⟨
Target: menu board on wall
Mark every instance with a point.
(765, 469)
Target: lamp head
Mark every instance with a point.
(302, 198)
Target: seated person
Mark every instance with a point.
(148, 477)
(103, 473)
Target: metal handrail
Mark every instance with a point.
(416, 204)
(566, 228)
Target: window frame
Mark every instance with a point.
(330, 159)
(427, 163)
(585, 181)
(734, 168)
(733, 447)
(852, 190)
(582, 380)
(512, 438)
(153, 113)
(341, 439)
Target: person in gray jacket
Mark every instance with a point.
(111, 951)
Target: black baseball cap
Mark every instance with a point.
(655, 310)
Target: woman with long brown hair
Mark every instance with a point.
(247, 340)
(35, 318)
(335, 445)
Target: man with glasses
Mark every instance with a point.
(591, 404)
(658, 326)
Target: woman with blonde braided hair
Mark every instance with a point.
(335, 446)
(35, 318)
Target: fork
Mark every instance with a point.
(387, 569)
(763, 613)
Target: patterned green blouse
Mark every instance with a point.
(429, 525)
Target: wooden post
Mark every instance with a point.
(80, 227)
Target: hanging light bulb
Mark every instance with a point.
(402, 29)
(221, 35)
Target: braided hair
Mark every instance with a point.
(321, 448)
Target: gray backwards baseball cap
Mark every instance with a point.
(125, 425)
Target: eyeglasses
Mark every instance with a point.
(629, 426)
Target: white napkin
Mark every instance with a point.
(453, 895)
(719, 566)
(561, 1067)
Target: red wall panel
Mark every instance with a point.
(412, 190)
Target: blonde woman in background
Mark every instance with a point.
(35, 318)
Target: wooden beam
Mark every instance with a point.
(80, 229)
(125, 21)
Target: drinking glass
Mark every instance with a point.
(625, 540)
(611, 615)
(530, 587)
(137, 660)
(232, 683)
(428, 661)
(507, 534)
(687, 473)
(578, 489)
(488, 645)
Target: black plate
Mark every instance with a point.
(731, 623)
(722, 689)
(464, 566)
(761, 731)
⟩
### DIRECTIONS FOR THIS TASK:
"wooden" is the word to look for; copy every line of the data that has it.

### RESULT OF THIS EXERCISE:
Target: wooden post
Target: wooden beam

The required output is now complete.